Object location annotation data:
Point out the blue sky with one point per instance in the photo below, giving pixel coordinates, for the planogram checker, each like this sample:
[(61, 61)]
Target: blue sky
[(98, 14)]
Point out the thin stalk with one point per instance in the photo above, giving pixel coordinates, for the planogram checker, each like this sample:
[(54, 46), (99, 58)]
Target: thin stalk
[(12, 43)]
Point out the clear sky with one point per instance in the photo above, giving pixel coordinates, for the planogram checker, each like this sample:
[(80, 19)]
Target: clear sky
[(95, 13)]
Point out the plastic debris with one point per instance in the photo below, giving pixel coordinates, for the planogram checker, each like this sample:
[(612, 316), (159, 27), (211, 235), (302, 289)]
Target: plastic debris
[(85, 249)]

WORK INSTRUCTIONS
Output every entry shown above, exactly.

EXERCISE SOLUTION
Point out the blue sky with one point per instance in the photo below, giving pixel coordinates, for the planogram checker, each like this sample:
[(61, 61)]
Target: blue sky
[(98, 14)]
Point out the thin stalk with one point per instance in the photo above, giving pixel coordinates, for the planogram checker, each like this sample:
[(54, 46), (99, 58)]
Target: thin stalk
[(12, 43)]
Point out the clear sky with one point per instance in the photo above, giving pixel coordinates, for the planogram checker, each like this sample:
[(80, 19)]
Target: clear sky
[(95, 13)]
Point out the plastic debris with one point per instance in the photo below, giving pixel coordinates, for the planogram checker, each like this sample:
[(612, 316), (159, 27), (211, 235), (302, 289)]
Target: plastic debris
[(85, 249)]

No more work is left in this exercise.